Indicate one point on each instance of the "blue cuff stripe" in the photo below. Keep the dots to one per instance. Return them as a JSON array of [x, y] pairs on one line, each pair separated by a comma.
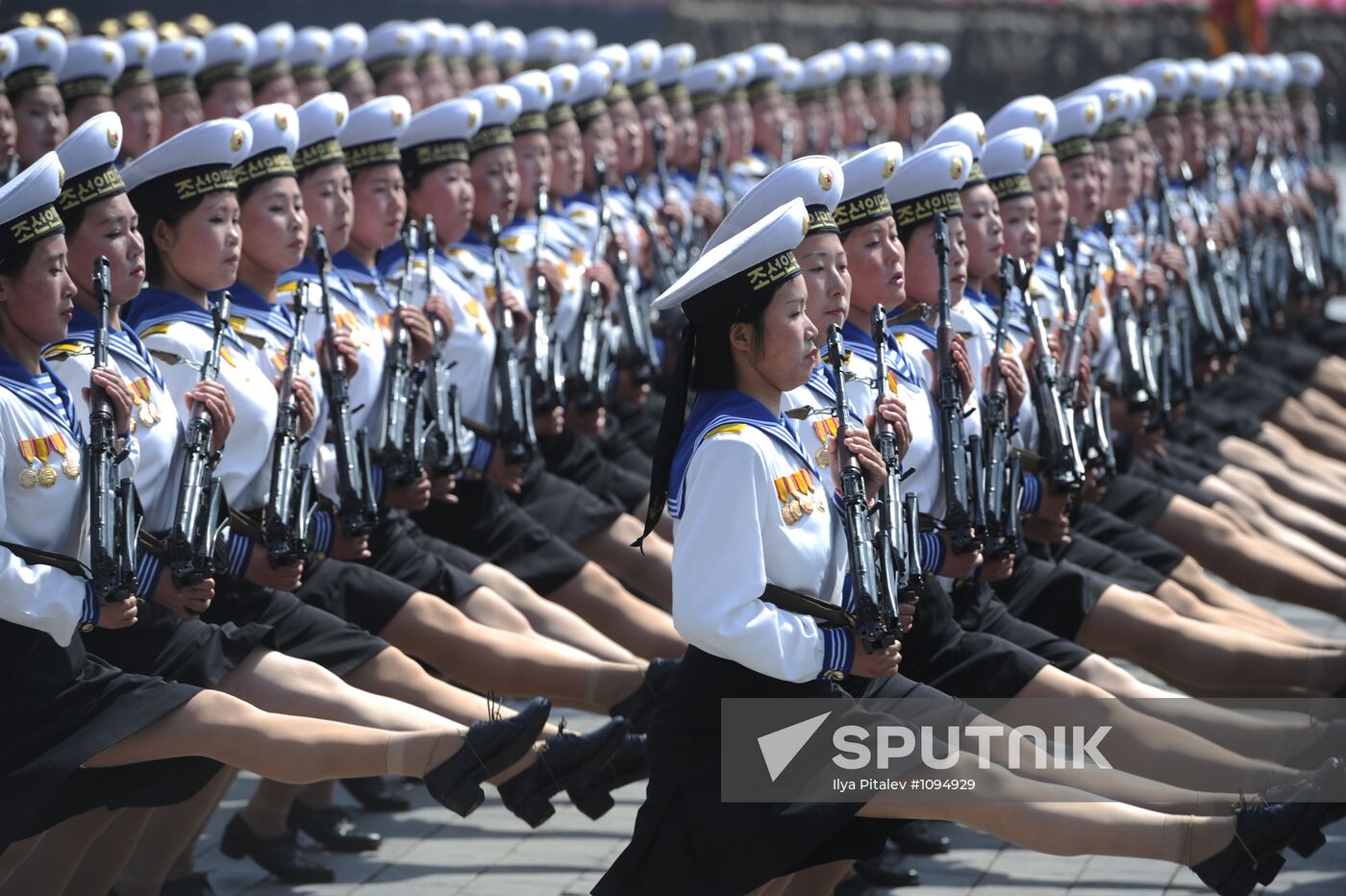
[[239, 552], [147, 572], [322, 533], [932, 552], [1032, 499]]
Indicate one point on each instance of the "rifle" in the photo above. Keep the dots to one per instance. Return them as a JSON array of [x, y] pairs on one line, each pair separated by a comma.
[[888, 537], [357, 509], [1133, 385], [113, 522], [958, 517], [877, 632], [514, 411], [995, 423], [289, 505], [585, 385], [401, 451], [198, 542]]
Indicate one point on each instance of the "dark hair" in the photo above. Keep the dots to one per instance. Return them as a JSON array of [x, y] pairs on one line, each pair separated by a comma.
[[713, 363], [154, 263]]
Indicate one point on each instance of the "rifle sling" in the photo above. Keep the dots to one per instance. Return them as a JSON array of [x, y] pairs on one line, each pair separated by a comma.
[[805, 606]]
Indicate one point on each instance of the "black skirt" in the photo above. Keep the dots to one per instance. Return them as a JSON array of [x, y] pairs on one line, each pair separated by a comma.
[[488, 522], [298, 630], [400, 555], [685, 839], [62, 707]]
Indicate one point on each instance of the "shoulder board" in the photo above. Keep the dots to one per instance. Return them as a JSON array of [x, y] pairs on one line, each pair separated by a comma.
[[724, 428], [62, 350]]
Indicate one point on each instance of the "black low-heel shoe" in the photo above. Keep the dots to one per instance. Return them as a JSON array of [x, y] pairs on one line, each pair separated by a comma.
[[376, 795], [279, 856], [638, 707], [488, 748], [332, 828], [1254, 856], [565, 759], [630, 763]]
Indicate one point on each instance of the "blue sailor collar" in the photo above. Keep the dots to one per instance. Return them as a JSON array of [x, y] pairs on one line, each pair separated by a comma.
[[124, 343], [858, 340], [161, 307], [27, 389], [715, 408]]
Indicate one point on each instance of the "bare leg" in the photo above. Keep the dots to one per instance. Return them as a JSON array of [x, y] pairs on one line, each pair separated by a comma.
[[486, 659], [51, 864], [548, 618], [1256, 564], [168, 832], [1213, 660], [601, 600], [650, 571]]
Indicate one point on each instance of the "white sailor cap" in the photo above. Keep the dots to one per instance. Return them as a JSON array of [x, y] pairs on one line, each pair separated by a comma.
[[175, 64], [1168, 78], [790, 76], [187, 165], [275, 43], [855, 60], [744, 73], [137, 49], [484, 43], [547, 46], [275, 141], [1308, 70], [535, 96], [642, 76], [1034, 111], [865, 182], [27, 209], [393, 46], [89, 157], [910, 62], [509, 49], [501, 105], [9, 57], [588, 97], [968, 130], [39, 53], [439, 135], [878, 57], [1007, 159], [673, 64], [320, 123], [455, 43], [229, 54], [929, 184], [373, 130], [939, 61], [707, 83], [582, 44], [90, 67], [1079, 120], [821, 73], [740, 268], [310, 53], [814, 179]]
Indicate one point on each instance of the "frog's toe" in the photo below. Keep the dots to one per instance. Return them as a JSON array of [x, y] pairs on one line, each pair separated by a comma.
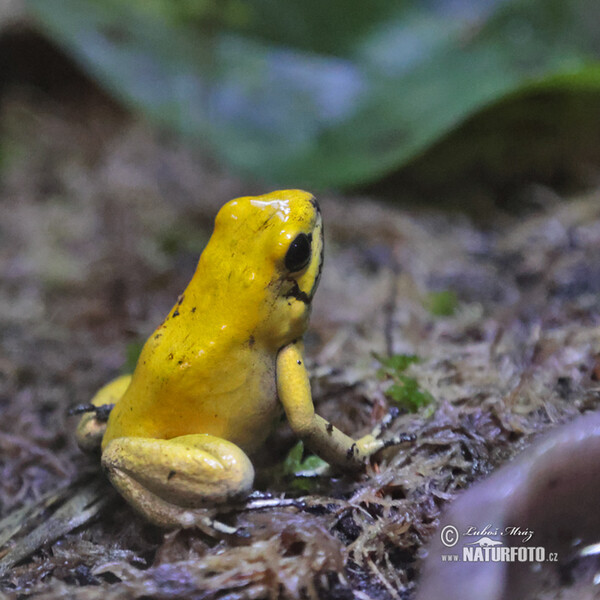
[[166, 480]]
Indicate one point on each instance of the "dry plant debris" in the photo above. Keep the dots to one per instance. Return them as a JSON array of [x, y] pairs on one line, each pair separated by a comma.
[[105, 220]]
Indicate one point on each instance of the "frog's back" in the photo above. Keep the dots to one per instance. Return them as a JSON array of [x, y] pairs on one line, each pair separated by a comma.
[[210, 366]]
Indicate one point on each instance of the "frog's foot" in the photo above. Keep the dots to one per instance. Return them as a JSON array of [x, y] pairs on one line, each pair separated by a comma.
[[166, 480], [92, 425]]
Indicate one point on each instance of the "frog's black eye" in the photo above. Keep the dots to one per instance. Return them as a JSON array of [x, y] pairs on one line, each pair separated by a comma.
[[298, 254]]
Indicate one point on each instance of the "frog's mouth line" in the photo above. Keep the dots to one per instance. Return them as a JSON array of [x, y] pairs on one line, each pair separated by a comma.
[[298, 294]]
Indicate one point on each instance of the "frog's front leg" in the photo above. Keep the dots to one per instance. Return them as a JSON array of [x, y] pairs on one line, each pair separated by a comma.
[[293, 388], [90, 428], [166, 479]]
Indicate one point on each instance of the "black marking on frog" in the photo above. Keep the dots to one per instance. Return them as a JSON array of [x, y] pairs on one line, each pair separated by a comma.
[[351, 451], [298, 294]]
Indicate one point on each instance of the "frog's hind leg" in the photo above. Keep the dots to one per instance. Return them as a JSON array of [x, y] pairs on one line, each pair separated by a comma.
[[165, 480], [92, 425]]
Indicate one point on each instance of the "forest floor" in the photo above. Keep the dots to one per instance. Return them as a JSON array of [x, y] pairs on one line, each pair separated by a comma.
[[103, 220]]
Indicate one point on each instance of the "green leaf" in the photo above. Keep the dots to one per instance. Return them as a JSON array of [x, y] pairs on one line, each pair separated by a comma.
[[279, 93], [132, 354], [294, 464], [407, 394]]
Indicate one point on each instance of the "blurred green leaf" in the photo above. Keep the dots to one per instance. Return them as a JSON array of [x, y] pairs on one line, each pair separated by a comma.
[[396, 363], [442, 304], [338, 94], [407, 394], [294, 466], [132, 354], [404, 391]]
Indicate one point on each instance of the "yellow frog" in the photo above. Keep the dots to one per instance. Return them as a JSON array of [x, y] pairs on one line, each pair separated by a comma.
[[213, 379]]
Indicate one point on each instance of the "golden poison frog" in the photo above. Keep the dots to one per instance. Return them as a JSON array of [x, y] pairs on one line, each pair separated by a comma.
[[213, 379]]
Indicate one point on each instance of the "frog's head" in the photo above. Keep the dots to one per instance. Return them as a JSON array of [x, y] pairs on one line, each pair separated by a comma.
[[265, 256]]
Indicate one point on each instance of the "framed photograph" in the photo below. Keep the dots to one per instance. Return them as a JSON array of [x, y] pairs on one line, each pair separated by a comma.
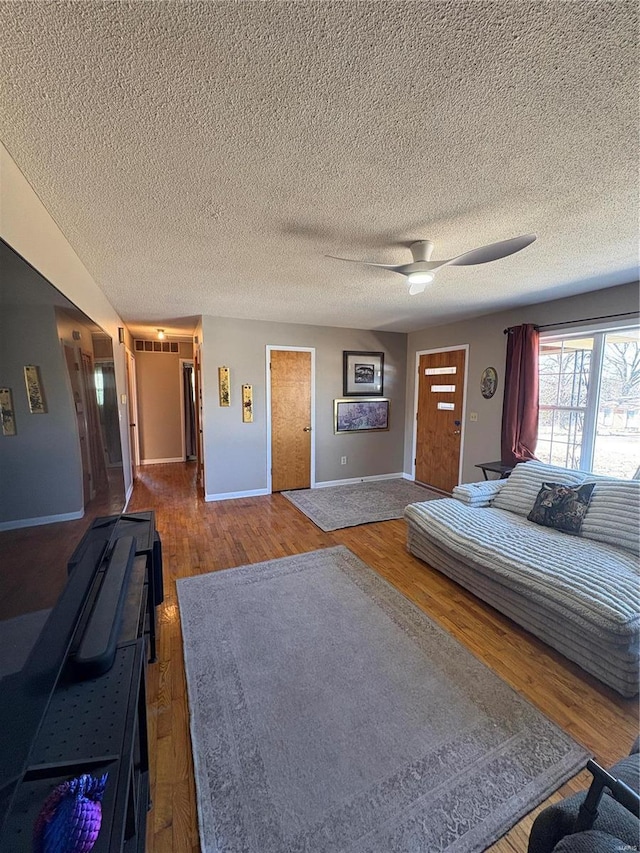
[[489, 382], [362, 374], [360, 415], [247, 404], [35, 395], [224, 386]]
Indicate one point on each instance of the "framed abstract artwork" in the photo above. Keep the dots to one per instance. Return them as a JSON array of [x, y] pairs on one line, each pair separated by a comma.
[[360, 415]]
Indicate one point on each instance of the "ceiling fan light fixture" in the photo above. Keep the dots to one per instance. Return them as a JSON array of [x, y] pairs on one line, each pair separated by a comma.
[[419, 277]]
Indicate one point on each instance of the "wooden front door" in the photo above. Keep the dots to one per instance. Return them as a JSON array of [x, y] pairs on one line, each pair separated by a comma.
[[290, 420], [439, 427]]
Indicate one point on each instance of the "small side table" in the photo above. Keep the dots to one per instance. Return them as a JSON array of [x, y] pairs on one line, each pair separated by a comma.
===============
Repeat the material verbatim but without any of its pictures.

## Task response
Indicate one point on each instance of the "blue cuff stripe" in the photo below. Keep the dots to one per instance. Return them as a JSON array of [x, y] pairs on one line, each pair separated by a comma.
[[239, 552], [147, 572], [322, 533], [932, 552], [1032, 499]]
Indicate one point on each instance of the "rifle" in the photo above. Keep the dots to one per instance. Return them as a JSON array of [x, y] pairs on one line, each pair separated by a comma.
[[888, 537], [357, 509], [1133, 385], [113, 522], [958, 517], [877, 632], [514, 411], [995, 423], [289, 505], [585, 385], [401, 451], [198, 542]]
Indicate one point on each instance of the "dark hair" in the photo above. Keep the dots to one per instance. Return them as a JSON array of [x, y] pairs on one line, each pair separated by a comma.
[[713, 363], [154, 263]]
Indicate one point on each instance of the "rifle sling" in the photo above. Keep the dots to one per instance. Return them as a JSON array of [x, y] pairs on one line, each pair separated by a comma.
[[805, 606]]
Indicate one point on each instance of the "black skirt" in the photo above. Keep the dots to one per instance. Return them as a JSON array of [x, y] pairs on one line, each pair separated by a comma.
[[488, 522], [298, 630], [400, 555], [685, 839], [62, 707]]
Indicate one point on each instance of the "shoulder board" in the photo above. Keep the dots to one per instance. Return them as a JSON array of [x, y] pairs on one line, each pair separated by a comma.
[[724, 428], [62, 350]]
Indicate one point on each instance of the "black low-heel shoe" in the photo above. Keep the dots to one per instance. Return them as a JSON array of [x, y] pairs on one line, each pair separated by a comma.
[[376, 795], [279, 856], [638, 707], [488, 748], [332, 828], [1254, 856], [565, 759], [630, 763]]
Indicate one point on each instance of the "blue sailor collar" in the photo above. Keep the dots to one per instance. Return them as a JSON array of [x, y] pairs on one line, each pair separated by a comma.
[[124, 343], [858, 340], [161, 307], [27, 389], [715, 408]]
Indicate one point on each instance of the "bare leg" in the photo above. Keep the dots to one per instance. Return them as a JSON array of [x, y] pairs on one line, each pair separated by a comma.
[[486, 659], [51, 864], [548, 618], [1256, 564], [168, 832], [1213, 660], [601, 600], [650, 571]]
Indicate one point on each instance of the "white sailor cap" in the photo above. Keep the dots to one per instance. Return them as a JSON array of [x, y] pairs on one line, each pair separated by a comma.
[[175, 64], [1168, 78], [790, 76], [187, 165], [275, 43], [855, 60], [744, 73], [137, 49], [484, 43], [547, 46], [275, 141], [1308, 70], [535, 96], [642, 76], [1034, 111], [865, 182], [27, 209], [393, 46], [89, 157], [910, 62], [509, 49], [501, 105], [9, 57], [588, 97], [968, 130], [39, 53], [439, 135], [878, 57], [1007, 159], [673, 64], [320, 123], [455, 43], [229, 54], [929, 184], [373, 130], [939, 61], [707, 83], [582, 44], [90, 67], [1079, 120], [821, 73], [740, 268], [310, 53], [814, 179]]
Indicate one point on each instance of the "frog's toe" in the photo below. Keep the dots to one per instance. Return them as a JSON array of [x, y] pairs on one line, each pair separated by a comma.
[[166, 480]]
Indicate one point on each instance of the "dry plant debris" in the photo above. Keep the dots to one per instance. Return them as a JSON array of [x, y] pairs on one line, each pair separated by a comma.
[[105, 220]]
Indicate one point on each instance of the "frog's back" in the photo above. Keep the dots to one per instance. Return them as a JSON array of [x, y] pairs on one line, each pair separated by a comma.
[[210, 366]]
Indicate one point on each instance of the "frog's foot" in the photo above. Keep the dots to one per instance. Return them as a JSON array of [x, y] pairs on one line, each pair separated by a comma.
[[166, 480], [92, 425]]
Indicate one point on each instance of the "frog's black eye" in the photo above. Keep the dots to one per instance. Return them as a JSON array of [x, y] pairs on one line, each pair separated by a comma.
[[298, 254]]
Indicate one point on each instance of the "frog's mouth line" in the photo above. Keep the dots to one per instance. Return them as a JSON array of [x, y] pairs on one line, each pair separated by a comma.
[[298, 294]]
Indicate one point on each instance of the "frog's front leg" in the photo above. Keep the dots to one per instance. Return them as a JSON array of [x, y] pairs on one line, each pair separated by a comma.
[[293, 388], [90, 428], [166, 479]]
Indicate one point on each instance of the "black marking on frog" in the photo above. Keep the dots to one per instance. Return them as a JSON array of [x, y] pairs on one line, each pair separated by a comma.
[[351, 451], [298, 294]]
Indicate one point on each instance of the "frog's hind leg" in the photo above. Keep the dots to one per instance. Return them as a JSON array of [x, y] pairs on one line, each pair separated by a comma.
[[165, 480], [92, 425]]
Indicate one point on each instance of the "forest floor" in the photo above. Keep the dots to one per instance. Return them as a JSON array of [x, y] pairs on one line, each pair separated by a comma.
[[103, 220]]
Indicate one point on each instance of the "green leaf" in the photo above. Keep the dots to one per instance. Return them as a JSON array of [x, y] pairs on one line, each pair separated by a comma.
[[279, 93], [132, 354], [294, 464], [407, 394]]
Indicate one point on each instance of the "blurred green leaf" in the photo above. Keep the dots to one per instance. Return them as a JSON array of [x, y] pairs on one line, each pair separated by a comma.
[[396, 363], [442, 304], [338, 94], [407, 394], [294, 466], [132, 354], [404, 391]]
Indicate one point on each instance of the "yellow frog" in the photo above. Keep the dots to one per instance. Return them as a JSON array of [x, y] pairs on one line, each pair separated by a comma.
[[213, 379]]
Indicate one point on each instance of the "golden poison frog" in the photo above. Keep the dots to one per instance. Return them as a JSON array of [x, y] pairs on one line, each pair separated by a comma.
[[213, 379]]
Indicate one point on each instance of the "frog's head" in the photo above. Keep the dots to one per instance. Return them as a JSON array of [x, y] pairs on one line, each pair separated by a comma.
[[265, 256]]
Indicate one point on each instance of the "framed photograph" in the photo below. Keep the dots to one per instance. Return them as a JSON array of [x, y] pairs on one line, each pair separated by a comma.
[[489, 382], [362, 374], [360, 415], [247, 404], [35, 395], [224, 386]]
Indicate one point on each instance of the "framed abstract artwork" in the photo above. Keep the dots to one per instance. Return them as a JSON array of [x, y] pairs on one line, each pair separated by a comma.
[[360, 415]]
Indicate one point on each instance of the "ceiling fan light fixture" in the photo above. Keep the dots to one per instance. Return them as a JSON array of [x, y] pairs on one line, each pair separated by a comma.
[[419, 277]]
Indicate one point on each instance of the "wooden front door" in the photo above. Keep the dots to one per instance. Return them as a JSON array of [x, y] pairs on one line, each pair separated by a comma.
[[290, 420], [439, 427]]
Indicate one point on each instance of the "small side table" in the photo above. Keep the dots to one per instance. Return them as a JSON array of [x, y] pairs on one line, each pair separated by a comma.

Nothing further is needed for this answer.